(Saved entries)
============================================================
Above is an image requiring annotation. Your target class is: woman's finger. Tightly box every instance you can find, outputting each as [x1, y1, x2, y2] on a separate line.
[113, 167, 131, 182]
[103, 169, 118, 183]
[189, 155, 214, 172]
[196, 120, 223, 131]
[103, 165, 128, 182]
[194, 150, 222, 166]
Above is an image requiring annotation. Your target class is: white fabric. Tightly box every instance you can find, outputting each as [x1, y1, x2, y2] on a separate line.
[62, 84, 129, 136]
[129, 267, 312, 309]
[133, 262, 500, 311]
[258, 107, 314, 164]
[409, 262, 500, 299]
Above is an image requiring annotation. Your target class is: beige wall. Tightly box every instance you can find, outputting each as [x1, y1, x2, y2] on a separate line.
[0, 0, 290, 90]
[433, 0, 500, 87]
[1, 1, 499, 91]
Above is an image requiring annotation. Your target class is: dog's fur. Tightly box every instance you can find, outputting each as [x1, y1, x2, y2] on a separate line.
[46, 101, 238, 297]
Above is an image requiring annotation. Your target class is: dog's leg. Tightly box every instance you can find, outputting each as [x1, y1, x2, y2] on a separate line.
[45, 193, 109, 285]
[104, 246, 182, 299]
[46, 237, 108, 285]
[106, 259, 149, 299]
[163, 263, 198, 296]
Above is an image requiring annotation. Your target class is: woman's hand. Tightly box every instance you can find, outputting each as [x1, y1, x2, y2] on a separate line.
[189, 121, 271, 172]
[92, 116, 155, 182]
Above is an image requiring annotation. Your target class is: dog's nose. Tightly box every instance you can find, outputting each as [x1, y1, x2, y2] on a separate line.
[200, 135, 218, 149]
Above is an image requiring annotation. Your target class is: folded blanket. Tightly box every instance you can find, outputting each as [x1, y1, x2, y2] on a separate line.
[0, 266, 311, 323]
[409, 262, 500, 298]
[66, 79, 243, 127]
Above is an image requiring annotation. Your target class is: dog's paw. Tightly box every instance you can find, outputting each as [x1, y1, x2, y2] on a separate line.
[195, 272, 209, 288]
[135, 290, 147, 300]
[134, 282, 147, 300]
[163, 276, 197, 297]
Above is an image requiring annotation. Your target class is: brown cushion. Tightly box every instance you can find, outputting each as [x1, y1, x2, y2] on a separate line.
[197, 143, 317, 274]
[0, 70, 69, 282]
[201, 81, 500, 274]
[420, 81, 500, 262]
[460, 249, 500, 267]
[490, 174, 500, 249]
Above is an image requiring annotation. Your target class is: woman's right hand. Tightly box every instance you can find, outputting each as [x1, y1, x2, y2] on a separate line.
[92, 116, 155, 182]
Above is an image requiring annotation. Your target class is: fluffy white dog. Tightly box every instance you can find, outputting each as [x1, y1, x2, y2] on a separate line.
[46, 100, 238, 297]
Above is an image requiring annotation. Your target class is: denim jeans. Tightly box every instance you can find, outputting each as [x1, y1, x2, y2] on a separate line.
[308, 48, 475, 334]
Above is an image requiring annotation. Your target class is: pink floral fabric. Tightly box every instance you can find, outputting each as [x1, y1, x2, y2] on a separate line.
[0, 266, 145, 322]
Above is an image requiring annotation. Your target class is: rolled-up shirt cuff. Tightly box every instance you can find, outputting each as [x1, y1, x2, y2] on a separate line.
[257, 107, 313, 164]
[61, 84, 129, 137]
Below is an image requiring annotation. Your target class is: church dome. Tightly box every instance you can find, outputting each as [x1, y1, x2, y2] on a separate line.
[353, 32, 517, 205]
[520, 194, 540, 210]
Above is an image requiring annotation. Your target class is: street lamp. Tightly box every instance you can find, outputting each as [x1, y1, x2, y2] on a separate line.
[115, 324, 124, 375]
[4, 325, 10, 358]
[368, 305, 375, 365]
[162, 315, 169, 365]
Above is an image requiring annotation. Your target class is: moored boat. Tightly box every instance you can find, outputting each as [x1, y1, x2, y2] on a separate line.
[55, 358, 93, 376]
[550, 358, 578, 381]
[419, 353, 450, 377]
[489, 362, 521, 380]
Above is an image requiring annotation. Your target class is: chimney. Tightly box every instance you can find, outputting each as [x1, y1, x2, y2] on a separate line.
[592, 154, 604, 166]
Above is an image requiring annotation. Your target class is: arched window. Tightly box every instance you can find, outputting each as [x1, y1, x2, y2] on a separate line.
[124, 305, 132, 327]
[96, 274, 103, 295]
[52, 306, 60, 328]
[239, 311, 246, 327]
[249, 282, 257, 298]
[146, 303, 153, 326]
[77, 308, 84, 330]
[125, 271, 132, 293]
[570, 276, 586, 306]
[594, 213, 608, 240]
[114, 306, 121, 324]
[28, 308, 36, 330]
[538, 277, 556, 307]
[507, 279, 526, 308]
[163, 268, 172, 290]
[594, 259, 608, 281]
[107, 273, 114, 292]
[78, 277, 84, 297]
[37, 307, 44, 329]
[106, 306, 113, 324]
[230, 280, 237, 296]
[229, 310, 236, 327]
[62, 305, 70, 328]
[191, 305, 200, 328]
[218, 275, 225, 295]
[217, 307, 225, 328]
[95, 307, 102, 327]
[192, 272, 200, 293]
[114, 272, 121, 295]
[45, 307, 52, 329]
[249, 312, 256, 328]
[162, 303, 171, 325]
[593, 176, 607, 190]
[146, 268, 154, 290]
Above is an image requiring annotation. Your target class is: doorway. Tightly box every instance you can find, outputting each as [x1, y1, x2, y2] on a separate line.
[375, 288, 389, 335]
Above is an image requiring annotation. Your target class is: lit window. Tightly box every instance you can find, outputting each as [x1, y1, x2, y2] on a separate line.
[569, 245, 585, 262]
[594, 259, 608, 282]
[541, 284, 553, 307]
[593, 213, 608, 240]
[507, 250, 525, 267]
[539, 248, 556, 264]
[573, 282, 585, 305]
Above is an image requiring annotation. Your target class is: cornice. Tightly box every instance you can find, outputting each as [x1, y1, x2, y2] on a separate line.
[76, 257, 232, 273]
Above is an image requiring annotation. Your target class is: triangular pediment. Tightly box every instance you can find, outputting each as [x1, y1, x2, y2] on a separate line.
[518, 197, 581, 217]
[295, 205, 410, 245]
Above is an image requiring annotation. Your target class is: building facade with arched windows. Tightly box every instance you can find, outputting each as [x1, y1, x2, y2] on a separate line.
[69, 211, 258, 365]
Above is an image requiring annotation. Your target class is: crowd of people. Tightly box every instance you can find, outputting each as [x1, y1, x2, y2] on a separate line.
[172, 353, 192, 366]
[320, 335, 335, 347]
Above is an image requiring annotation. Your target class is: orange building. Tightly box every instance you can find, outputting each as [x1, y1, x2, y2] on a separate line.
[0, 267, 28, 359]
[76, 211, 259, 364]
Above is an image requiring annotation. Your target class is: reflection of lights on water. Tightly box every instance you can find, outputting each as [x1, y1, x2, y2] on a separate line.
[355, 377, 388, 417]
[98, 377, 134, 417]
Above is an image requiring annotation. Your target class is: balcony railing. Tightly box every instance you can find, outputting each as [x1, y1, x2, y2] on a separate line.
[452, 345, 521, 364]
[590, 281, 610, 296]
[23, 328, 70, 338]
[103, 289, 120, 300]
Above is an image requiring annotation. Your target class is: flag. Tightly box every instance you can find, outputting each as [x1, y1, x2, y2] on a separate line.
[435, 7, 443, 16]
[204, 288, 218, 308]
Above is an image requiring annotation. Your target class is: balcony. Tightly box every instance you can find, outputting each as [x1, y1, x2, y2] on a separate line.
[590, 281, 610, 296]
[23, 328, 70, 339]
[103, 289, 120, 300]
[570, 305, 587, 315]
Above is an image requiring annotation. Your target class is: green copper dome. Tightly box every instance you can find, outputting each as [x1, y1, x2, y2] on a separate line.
============================================================
> What you have to do: Type out each entry above again, exactly.

> Exercise answer:
Above is an image requiring annotation. Your target class is: woman's finger. Tightly box every instance you can find, outputting each as [x1, y1, x2, y2] on a separate line.
[113, 167, 131, 182]
[103, 169, 118, 183]
[189, 155, 214, 172]
[196, 120, 223, 131]
[103, 165, 128, 182]
[194, 150, 222, 166]
Above is an image requiring annotation. Your target class is: white fabric. Tightly box every instance you can find, outputting each as [x1, y1, x2, y2] on a separate line.
[62, 84, 129, 136]
[129, 267, 312, 309]
[133, 262, 500, 311]
[258, 107, 314, 164]
[409, 262, 500, 299]
Above is an image requiring annotation. Your target class is: beige wall. Tightly box every instance you can find, outputting each as [x1, y1, x2, y2] on a separate line.
[0, 0, 290, 90]
[433, 0, 500, 87]
[1, 1, 499, 91]
Above is an image requiring annotation. Your target class is: dog's fur. Tightly box every instance you can find, outputting each as [x1, y1, x2, y2] on a separate line.
[46, 101, 238, 297]
Above is an image requiring annotation. Your target class is: dog's leg. Tightly box every instance you can find, outputting each as [x1, y1, x2, y2] on a separate line.
[45, 193, 109, 285]
[104, 246, 182, 299]
[46, 237, 108, 285]
[106, 259, 149, 299]
[163, 263, 198, 296]
Above is an image requiring annotation. Your target class is: woman's hand. Tightly box every instance you can find, outputting each as [x1, y1, x2, y2] on a separate line.
[189, 121, 271, 172]
[92, 116, 155, 182]
Above is an image requiring annotation. Your target class is: dog's nose. Tightly box every instance you can find, outputting each as [x1, y1, x2, y2] on a separate line.
[200, 135, 218, 149]
Above is an image requiring annotation. Your target class is: folded blanket. Tightly box every instance you can find, outputting each as [x1, y1, x2, y2] on a separate line.
[0, 266, 311, 323]
[409, 262, 500, 298]
[66, 79, 243, 127]
Above is an image requiring annotation. Your target class is: dog's paw. Tightly box every instance you can find, outputting each as [x1, y1, x2, y2] on a separate line.
[195, 272, 209, 288]
[135, 290, 147, 300]
[134, 282, 147, 300]
[163, 276, 197, 297]
Above is an image requiring annotation. Your target class is: brown cushion. Tightly box every instance you can find, outputting each as [x1, y1, x2, y2] on a separate line.
[197, 143, 317, 274]
[0, 70, 69, 282]
[201, 81, 500, 274]
[420, 81, 500, 262]
[460, 249, 500, 267]
[490, 174, 500, 249]
Above is an image requiring annotation. Your target class is: woman's right hand. Tightly box every instance you can find, outputting each as [x1, y1, x2, y2] on a separate line.
[92, 116, 155, 182]
Above is an image requiring annotation. Your target class is: fluffy white dog. Tightly box every instance you can find, outputting each as [x1, y1, x2, y2] on a separate line.
[46, 100, 238, 297]
Above is an image requiring annotation. Your target class is: denim jeans. Tightly box every instance you can find, outputting each as [x1, y1, x2, y2] on a separate line.
[308, 48, 475, 334]
Above is an image requiring annotation. Your target class is: pink floral fabric. Tightly box every instance you can find, outputting each as [x1, y1, x2, y2] on a separate line.
[0, 266, 145, 322]
Above is an image requiring annotation. Your target class is: rolled-up shirt cuff. Tightly box every instance you can find, outputting each as [x1, y1, x2, y2] on a separate line.
[257, 107, 313, 164]
[61, 84, 129, 137]
Below is an image requiring annotation. Your target class is: church dome. Tightly box every instance you can find, outputting each as [x1, y1, x2, y2] on a separate line.
[353, 32, 517, 205]
[520, 194, 540, 210]
Above is an image requiring annotation. Your target class is: street lamp. Tightly box every instance you can find, outputting each as [x1, y1, x2, y2] on a separate line.
[115, 324, 124, 375]
[4, 325, 10, 358]
[368, 305, 375, 365]
[162, 315, 169, 365]
Above is an image requiring annotation. Your target class is: moored boat. Tightly box every instance you can find, outputting each as [x1, y1, x2, y2] on a separate line.
[55, 358, 93, 376]
[550, 358, 578, 381]
[419, 353, 450, 377]
[489, 362, 521, 380]
Above is an image requiring annotation. Your target class is: chimney. Tightly box every instance you can find, outputting each as [x1, y1, x2, y2] on a separate line.
[592, 154, 604, 166]
Above is an image requiring annotation. Your target class is: arched window. Tightly box every instance you can find, outputting each as [x1, y1, x2, y2] on a separate line.
[124, 305, 132, 327]
[96, 274, 103, 295]
[52, 306, 60, 328]
[239, 311, 246, 327]
[249, 282, 257, 298]
[146, 303, 153, 326]
[77, 308, 84, 330]
[125, 271, 132, 293]
[570, 276, 586, 306]
[594, 213, 608, 240]
[114, 306, 121, 324]
[28, 308, 36, 330]
[538, 277, 556, 307]
[507, 279, 526, 308]
[163, 268, 172, 290]
[594, 259, 608, 281]
[107, 273, 114, 292]
[78, 277, 84, 297]
[37, 307, 44, 329]
[106, 306, 113, 324]
[230, 280, 237, 296]
[229, 310, 236, 327]
[62, 305, 70, 328]
[191, 305, 200, 328]
[218, 275, 225, 295]
[217, 307, 225, 328]
[95, 307, 102, 327]
[192, 272, 200, 293]
[114, 272, 121, 295]
[45, 307, 52, 329]
[249, 312, 256, 328]
[162, 303, 171, 325]
[593, 176, 607, 190]
[146, 268, 154, 290]
Above is an image requiring annotation. Your target class is: doorway. Tightly box every instance you can find, outputting each as [x1, y1, x2, y2] on a separate line.
[375, 288, 389, 335]
Above is an image requiring annotation. Your target class is: lit window. Tightly box every instance you can find, outputting each as [x1, y1, x2, y2] on a separate line.
[569, 245, 585, 262]
[594, 259, 608, 282]
[541, 284, 553, 307]
[593, 213, 608, 240]
[507, 250, 525, 267]
[539, 248, 556, 264]
[573, 282, 585, 305]
Above is an image requiring annotation. Your target class is: cornice. Tightly box every instance you can find, outputting each as [x1, y1, x2, y2] on a separate line.
[76, 257, 232, 273]
Above is an image requiring annotation. Your target class is: triangular pediment. Tightly box every instance you can find, outputting each as [x1, y1, x2, y2] on a separate line.
[518, 197, 581, 217]
[295, 205, 410, 245]
Above is an image requiring annotation. Your target class is: building facade with arched windows. Tightly box every instance you can find, outputting each as [x1, y1, x2, y2] on a separate line.
[69, 211, 258, 365]
Above is an image requiring annotation. Your target class is: crowd of people. Tightly box every instance you can find, outputting each as [x1, y1, x2, y2] on a separate line.
[172, 353, 192, 366]
[320, 335, 335, 347]
Above is an image requiring annotation. Your target class is: orange building. Tightly box every instance you can find, outputting each as [x1, y1, x2, y2] on a separate line.
[0, 267, 28, 359]
[76, 211, 259, 364]
Above is an image requiring annotation. Your target class is: reflection of lights on water. Tightly box every instance you can find, outputting each as [x1, y1, x2, y2] on a separate line.
[355, 377, 388, 417]
[98, 377, 134, 417]
Above is an image requiring annotation. Your target class is: balcony railing. Tightly box every instance you can find, outputting each as [x1, y1, x2, y2] on a separate line.
[452, 345, 521, 364]
[590, 281, 610, 296]
[23, 328, 70, 338]
[103, 289, 120, 300]
Above is an image requiring annotation. Your target class is: flag. Tightly box every instance you can find, outputting each as [x1, y1, x2, y2] on a separate line.
[435, 7, 443, 16]
[204, 288, 218, 308]
Above is an image requiring annotation. Your target class is: balcony. Tightly box every instance you can find, outputting each as [x1, y1, x2, y2] on a separate line.
[590, 281, 610, 296]
[23, 328, 70, 339]
[103, 289, 120, 300]
[570, 305, 587, 315]
Above is an image requiring annotation. Your target class is: green copper dome. Tightly box every instance you can find, outputting each as [x1, y1, x2, y2] on a separate line.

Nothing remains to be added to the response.